───── Study material ─────

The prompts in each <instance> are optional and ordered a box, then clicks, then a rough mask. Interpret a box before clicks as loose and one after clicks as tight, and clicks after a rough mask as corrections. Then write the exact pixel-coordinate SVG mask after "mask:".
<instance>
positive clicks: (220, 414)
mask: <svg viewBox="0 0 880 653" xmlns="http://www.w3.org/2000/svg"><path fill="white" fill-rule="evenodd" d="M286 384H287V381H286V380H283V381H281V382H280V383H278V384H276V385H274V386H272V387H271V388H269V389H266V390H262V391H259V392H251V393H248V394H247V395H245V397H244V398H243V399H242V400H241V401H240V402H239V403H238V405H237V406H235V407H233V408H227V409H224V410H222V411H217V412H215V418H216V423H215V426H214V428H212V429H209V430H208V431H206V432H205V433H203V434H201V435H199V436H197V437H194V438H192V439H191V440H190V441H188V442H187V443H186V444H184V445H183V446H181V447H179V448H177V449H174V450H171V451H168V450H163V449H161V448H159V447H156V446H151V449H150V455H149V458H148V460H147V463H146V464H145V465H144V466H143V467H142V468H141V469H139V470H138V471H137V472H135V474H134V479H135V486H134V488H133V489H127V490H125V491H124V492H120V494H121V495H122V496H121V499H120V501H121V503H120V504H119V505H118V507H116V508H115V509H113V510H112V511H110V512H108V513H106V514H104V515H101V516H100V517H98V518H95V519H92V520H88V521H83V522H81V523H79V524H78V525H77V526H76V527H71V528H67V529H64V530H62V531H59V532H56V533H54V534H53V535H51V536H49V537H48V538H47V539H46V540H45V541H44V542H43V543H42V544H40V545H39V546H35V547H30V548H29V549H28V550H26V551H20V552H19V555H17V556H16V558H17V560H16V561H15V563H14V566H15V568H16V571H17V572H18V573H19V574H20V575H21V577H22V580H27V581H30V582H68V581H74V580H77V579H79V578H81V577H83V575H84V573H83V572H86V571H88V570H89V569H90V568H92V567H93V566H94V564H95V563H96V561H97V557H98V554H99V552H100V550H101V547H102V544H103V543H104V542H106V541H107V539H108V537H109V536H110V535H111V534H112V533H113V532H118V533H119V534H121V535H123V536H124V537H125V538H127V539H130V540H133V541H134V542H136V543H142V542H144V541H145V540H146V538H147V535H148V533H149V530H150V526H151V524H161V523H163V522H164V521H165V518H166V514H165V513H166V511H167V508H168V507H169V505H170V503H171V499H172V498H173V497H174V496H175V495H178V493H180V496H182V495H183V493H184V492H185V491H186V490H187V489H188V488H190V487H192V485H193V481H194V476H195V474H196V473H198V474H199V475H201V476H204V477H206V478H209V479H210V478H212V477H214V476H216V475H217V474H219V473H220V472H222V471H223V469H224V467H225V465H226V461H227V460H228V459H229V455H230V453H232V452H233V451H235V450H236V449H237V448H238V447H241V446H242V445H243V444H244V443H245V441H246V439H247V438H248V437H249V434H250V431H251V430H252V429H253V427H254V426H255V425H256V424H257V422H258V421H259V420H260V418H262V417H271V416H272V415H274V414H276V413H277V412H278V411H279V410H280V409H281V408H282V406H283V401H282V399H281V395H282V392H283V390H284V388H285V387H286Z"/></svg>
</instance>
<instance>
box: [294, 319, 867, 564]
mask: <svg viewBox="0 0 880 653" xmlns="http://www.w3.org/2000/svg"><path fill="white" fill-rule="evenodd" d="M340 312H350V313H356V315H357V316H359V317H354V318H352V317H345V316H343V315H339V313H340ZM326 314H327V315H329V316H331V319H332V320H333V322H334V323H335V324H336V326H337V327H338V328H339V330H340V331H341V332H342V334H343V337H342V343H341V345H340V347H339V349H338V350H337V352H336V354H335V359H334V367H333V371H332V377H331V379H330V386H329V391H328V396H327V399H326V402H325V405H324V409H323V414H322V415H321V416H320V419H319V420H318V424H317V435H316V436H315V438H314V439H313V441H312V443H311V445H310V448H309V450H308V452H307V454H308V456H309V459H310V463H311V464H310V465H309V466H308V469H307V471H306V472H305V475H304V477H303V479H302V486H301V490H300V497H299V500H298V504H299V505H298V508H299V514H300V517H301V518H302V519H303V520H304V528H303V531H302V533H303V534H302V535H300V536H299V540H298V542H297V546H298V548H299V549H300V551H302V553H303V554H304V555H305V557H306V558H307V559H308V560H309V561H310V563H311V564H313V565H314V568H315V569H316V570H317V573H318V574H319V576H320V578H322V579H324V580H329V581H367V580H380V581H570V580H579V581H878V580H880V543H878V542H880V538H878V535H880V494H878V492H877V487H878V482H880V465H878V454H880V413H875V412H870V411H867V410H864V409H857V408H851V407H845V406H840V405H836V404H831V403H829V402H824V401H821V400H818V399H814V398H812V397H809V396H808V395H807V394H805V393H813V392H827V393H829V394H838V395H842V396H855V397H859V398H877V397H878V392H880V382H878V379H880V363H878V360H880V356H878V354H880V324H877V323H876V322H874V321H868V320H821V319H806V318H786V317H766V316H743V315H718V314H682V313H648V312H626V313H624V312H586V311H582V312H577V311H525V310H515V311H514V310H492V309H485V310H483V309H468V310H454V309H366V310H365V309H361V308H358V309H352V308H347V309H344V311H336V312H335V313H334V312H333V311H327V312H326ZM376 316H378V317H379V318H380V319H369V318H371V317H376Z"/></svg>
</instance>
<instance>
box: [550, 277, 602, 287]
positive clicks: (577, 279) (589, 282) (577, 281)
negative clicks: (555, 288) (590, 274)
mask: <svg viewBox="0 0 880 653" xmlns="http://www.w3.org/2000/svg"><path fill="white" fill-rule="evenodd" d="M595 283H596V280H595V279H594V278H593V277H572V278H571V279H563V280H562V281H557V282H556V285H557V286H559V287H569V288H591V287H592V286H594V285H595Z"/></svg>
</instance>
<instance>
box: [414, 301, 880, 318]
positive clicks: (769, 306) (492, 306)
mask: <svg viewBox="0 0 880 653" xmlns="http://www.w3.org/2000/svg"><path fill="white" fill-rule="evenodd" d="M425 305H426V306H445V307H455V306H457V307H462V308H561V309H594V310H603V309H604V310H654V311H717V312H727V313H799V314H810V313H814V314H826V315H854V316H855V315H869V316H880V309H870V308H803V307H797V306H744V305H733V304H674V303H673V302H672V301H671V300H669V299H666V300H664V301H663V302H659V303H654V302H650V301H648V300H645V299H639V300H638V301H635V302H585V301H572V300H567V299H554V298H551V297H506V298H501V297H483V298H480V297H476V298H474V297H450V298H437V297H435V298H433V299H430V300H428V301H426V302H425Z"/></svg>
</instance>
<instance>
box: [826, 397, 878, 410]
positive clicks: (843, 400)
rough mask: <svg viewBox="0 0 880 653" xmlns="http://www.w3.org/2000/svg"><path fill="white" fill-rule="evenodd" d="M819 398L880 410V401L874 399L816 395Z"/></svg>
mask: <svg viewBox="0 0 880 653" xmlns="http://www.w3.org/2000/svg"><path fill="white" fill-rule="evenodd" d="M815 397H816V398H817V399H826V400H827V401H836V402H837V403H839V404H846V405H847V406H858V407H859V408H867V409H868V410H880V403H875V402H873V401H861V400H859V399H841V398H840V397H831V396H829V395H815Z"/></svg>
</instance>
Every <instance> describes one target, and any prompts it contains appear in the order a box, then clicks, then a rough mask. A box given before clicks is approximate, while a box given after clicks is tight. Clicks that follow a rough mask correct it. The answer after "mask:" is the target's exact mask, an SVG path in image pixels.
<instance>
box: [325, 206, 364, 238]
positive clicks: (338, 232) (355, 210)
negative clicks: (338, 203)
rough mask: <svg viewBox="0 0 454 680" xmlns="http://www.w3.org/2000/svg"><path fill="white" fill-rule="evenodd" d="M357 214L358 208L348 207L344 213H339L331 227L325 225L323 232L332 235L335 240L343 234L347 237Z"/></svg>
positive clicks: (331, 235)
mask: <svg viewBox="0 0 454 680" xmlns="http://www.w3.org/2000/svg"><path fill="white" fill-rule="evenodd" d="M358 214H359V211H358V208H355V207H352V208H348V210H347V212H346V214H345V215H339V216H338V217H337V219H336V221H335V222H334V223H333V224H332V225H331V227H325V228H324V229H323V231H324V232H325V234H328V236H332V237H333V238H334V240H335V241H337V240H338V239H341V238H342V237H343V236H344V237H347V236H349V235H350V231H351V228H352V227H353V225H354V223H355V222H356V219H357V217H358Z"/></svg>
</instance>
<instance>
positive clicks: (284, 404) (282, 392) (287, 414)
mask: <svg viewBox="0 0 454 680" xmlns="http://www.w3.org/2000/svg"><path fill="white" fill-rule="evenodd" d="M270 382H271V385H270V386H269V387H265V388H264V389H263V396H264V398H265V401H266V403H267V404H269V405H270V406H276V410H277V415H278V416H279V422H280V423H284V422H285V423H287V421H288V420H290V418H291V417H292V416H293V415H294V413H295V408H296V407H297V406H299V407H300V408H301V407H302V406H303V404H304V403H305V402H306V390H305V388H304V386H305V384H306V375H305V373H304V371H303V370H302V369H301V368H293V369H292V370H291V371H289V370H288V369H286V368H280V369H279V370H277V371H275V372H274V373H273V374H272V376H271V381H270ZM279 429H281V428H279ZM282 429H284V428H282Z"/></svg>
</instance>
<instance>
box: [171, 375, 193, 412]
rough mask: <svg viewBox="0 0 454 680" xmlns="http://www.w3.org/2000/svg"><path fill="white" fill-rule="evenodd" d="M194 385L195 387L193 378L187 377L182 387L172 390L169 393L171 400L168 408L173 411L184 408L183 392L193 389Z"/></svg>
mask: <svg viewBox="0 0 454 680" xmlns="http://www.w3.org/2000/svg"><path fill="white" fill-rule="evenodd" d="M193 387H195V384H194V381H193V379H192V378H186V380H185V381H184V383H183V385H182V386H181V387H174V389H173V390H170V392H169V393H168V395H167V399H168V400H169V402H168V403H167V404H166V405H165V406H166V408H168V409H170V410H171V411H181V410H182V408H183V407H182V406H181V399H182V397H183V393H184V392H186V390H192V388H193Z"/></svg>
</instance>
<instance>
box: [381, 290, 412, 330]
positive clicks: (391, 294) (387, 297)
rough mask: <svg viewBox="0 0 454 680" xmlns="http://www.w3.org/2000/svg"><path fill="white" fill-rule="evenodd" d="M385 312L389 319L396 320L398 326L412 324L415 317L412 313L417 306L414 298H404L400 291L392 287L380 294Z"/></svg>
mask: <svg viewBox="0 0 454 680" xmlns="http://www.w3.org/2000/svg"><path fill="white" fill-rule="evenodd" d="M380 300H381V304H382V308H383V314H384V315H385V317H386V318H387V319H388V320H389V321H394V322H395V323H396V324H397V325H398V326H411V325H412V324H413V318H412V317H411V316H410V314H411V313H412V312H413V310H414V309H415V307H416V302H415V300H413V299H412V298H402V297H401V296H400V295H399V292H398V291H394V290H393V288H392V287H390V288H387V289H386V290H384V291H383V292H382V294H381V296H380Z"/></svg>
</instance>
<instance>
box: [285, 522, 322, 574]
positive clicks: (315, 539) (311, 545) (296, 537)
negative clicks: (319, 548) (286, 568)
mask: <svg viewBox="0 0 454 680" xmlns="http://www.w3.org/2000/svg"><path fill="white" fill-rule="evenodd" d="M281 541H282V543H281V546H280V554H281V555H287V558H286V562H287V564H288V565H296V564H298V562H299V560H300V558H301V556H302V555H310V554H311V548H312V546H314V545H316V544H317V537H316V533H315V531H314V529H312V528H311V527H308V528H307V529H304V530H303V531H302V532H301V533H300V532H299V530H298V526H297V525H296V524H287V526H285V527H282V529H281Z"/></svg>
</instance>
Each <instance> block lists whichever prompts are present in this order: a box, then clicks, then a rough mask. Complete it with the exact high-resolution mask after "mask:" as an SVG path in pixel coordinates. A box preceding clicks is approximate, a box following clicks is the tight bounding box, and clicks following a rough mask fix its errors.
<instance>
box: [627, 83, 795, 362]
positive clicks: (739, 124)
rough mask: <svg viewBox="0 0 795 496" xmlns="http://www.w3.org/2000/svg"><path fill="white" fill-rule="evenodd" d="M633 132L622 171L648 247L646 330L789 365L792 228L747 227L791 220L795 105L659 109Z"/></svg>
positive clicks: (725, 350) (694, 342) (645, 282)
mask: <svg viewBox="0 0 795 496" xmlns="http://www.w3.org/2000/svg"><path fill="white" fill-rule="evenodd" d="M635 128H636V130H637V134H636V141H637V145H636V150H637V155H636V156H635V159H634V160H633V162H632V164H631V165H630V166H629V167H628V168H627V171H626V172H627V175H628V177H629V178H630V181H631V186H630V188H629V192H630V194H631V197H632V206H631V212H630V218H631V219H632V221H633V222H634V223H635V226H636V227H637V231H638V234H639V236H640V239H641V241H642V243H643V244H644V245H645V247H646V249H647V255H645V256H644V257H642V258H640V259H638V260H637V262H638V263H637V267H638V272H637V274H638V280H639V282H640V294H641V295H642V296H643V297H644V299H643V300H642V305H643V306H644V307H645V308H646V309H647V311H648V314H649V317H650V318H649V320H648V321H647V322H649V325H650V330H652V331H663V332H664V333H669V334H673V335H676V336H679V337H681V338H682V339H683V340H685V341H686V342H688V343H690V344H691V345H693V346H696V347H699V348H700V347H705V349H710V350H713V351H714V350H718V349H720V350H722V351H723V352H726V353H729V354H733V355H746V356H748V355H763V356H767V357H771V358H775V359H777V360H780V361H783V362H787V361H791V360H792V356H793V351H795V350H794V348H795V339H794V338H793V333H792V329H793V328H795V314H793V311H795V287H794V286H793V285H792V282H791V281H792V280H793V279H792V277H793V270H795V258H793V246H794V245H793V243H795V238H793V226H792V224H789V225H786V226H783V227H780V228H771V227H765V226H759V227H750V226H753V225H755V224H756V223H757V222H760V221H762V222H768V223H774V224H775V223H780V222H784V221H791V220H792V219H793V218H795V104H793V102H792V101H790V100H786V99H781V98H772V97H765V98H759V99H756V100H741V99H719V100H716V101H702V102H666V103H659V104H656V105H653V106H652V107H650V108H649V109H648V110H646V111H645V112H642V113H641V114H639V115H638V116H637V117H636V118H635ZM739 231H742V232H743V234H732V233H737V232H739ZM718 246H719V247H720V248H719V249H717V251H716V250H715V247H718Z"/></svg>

─────

• **To do**:
Find the line with "box: [414, 301, 880, 318]" in the entries above. Retype it and each line after it, exactly, through the line with "positive clicks: (843, 400)", and stop there.

• **Worked solution**:
box: [414, 301, 880, 318]
positive clicks: (769, 306) (492, 306)
mask: <svg viewBox="0 0 880 653" xmlns="http://www.w3.org/2000/svg"><path fill="white" fill-rule="evenodd" d="M425 305H426V306H445V307H455V306H457V307H462V308H561V309H594V310H603V309H604V310H654V311H717V312H727V313H799V314H810V313H814V314H826V315H854V316H855V315H869V316H880V309H870V308H803V307H797V306H744V305H733V304H674V303H673V302H672V301H671V300H669V299H666V300H664V301H663V302H659V303H654V302H650V301H648V300H645V299H639V300H638V301H635V302H585V301H572V300H567V299H554V298H551V297H506V298H501V297H483V298H480V297H476V298H474V297H450V298H437V297H435V298H433V299H430V300H428V301H426V302H425Z"/></svg>
</instance>
<instance>
box: [826, 397, 878, 410]
positive clicks: (843, 400)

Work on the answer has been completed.